Begin Supplied data

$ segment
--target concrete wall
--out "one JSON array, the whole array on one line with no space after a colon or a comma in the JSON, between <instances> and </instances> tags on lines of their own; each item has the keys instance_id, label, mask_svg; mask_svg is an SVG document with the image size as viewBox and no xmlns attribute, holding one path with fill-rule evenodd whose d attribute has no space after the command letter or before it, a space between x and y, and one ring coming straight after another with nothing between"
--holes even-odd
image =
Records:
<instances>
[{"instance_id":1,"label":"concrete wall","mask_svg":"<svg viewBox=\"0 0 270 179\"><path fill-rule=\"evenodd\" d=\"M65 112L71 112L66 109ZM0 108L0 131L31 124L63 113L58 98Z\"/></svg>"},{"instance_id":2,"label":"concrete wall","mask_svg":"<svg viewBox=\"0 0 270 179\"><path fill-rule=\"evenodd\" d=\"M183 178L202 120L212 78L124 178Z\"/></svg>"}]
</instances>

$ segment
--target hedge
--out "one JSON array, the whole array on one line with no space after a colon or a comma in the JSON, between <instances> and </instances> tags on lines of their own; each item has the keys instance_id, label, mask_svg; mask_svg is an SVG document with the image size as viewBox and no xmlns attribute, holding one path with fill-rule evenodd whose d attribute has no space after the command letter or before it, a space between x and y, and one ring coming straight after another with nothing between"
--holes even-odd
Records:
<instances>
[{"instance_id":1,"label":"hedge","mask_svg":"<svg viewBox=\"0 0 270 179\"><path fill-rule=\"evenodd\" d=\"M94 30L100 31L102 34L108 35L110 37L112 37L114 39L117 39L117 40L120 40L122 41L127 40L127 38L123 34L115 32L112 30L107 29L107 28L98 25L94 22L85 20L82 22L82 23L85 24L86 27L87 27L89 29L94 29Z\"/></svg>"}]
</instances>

End Supplied data

### [Exercise directions]
Rewrite all of the records above with "even-odd" changed to "nonzero" wherever it occurs, keeping every other character the same.

### [Answer in full]
$ segment
--target concrete wall
--out "one JSON array, the whole array on one line with no space after a colon or a comma in the JSON, between <instances> and </instances> tags on lines of their own; each item has the keys instance_id, label, mask_svg; mask_svg is an SVG document with the image size as viewBox and no xmlns attribute, holding one path with fill-rule evenodd whose d attribute has no space after the command letter or before it, a space between x and y, and one ring coming straight after another with nothing between"
--holes nonzero
image =
Records:
<instances>
[{"instance_id":1,"label":"concrete wall","mask_svg":"<svg viewBox=\"0 0 270 179\"><path fill-rule=\"evenodd\" d=\"M65 112L71 112L66 109ZM0 108L0 131L31 124L63 113L58 98Z\"/></svg>"},{"instance_id":2,"label":"concrete wall","mask_svg":"<svg viewBox=\"0 0 270 179\"><path fill-rule=\"evenodd\" d=\"M183 178L202 120L212 78L124 178Z\"/></svg>"}]
</instances>

$ segment
--target hedge
--out "one JSON array, the whole array on one line with no space after a colon or a comma in the JSON, between <instances> and </instances> tags on lines of their own; each item has the keys instance_id, label, mask_svg; mask_svg is an SVG document with the image size as viewBox and no xmlns attribute, holding one path with fill-rule evenodd whose d attribute has no space after the command letter or before it, a space between x and y, and one ring coming straight after another with nothing between"
--holes nonzero
Records:
<instances>
[{"instance_id":1,"label":"hedge","mask_svg":"<svg viewBox=\"0 0 270 179\"><path fill-rule=\"evenodd\" d=\"M94 30L100 31L102 34L108 35L110 37L112 37L114 39L117 39L117 40L120 40L122 41L127 40L127 38L123 34L115 32L112 30L107 29L107 28L98 25L94 22L85 20L82 22L82 23L85 24L86 27L87 27L89 29L94 29Z\"/></svg>"}]
</instances>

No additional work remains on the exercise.